* **Given records**
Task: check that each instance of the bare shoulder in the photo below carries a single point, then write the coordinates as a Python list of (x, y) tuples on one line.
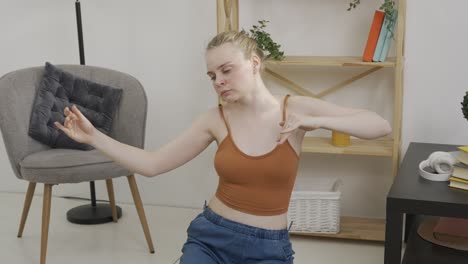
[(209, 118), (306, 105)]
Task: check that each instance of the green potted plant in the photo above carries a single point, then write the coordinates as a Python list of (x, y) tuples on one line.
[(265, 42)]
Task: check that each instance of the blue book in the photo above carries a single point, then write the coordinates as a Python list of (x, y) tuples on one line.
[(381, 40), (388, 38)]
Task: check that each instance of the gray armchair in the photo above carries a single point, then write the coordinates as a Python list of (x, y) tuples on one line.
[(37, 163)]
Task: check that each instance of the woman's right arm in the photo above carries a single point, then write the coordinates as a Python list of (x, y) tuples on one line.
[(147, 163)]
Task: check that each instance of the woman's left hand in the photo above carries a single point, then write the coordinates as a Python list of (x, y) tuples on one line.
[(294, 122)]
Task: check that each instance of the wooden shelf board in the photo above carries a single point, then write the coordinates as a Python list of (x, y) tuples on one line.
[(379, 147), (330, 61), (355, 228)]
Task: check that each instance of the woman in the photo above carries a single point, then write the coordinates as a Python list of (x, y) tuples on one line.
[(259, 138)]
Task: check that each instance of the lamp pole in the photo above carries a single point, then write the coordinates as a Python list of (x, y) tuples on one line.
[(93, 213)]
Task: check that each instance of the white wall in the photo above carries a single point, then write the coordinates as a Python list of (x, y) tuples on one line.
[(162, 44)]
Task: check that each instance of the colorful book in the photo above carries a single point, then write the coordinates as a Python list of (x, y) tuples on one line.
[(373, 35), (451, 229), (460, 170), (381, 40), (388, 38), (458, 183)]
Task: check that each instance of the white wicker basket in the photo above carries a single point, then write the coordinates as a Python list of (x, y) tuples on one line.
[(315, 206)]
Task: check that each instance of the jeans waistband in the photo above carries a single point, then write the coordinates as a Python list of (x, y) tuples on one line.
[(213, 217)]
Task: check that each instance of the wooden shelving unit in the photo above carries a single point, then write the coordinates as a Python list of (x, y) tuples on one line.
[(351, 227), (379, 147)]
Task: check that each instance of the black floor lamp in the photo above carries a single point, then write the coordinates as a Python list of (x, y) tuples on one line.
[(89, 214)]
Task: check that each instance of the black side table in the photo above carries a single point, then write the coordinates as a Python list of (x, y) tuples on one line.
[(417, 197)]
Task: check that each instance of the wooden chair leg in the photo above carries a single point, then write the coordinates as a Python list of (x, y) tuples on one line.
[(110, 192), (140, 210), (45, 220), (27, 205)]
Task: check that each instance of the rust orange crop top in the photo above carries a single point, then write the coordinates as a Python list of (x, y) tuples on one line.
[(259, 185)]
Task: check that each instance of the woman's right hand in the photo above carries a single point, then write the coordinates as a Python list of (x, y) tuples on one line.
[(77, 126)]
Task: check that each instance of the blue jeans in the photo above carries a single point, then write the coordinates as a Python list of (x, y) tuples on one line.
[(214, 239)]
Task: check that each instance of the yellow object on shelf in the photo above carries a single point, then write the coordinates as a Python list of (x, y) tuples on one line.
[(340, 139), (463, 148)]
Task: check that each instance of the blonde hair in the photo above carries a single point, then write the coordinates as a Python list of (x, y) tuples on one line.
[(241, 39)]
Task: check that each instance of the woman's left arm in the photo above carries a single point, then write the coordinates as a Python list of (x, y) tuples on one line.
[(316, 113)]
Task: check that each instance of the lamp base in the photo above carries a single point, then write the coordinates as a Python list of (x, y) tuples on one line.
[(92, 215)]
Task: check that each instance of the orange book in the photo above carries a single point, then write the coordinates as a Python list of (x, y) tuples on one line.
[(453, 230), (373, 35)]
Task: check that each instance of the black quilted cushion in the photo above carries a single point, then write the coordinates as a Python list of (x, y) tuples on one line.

* **To be done**
Rewrite every line from the one containing "Task: check that each instance of the blue jeans" through the end of the records, inclusive and with the requests kept, shifting both the x and y value of each answer coordinate by -47.

* **Exercise result**
Task: check that each instance of the blue jeans in the photo above carries a single point, then write the coordinates as a Python list of (x, y) tuples on one line.
[(167, 192)]
Task: check that each instance of the yellow object on shelf in the photo above carries a single point, then write the coordinates as a Python list of (x, y) tuples on one line.
[(293, 92), (416, 101)]
Task: check that each instance of the blonde hair in the photo above carries a single point, then write the coordinates as a Python list of (x, y) tuples on one line.
[(194, -8)]
Task: check that each instance of the woman's left arm in the photo above carries a single point, then write the coordinates as a Python list of (x, y) tuples on one line.
[(269, 66)]
Task: check that each instance of the lamp base in the photo above carries a single point, then write the coordinates as a Python list of (x, y) tuples on one line.
[(45, 168)]
Task: check that each instance of the orange book in the photo above carries a single point, then write the coordinates as a Python list of (x, y) tuples on one line.
[(406, 183), (326, -12)]
Task: check that each instance of the black quilted cushion in the photo above carries a single point, then write the coordinates as a Python list of (x, y) tuples on one line.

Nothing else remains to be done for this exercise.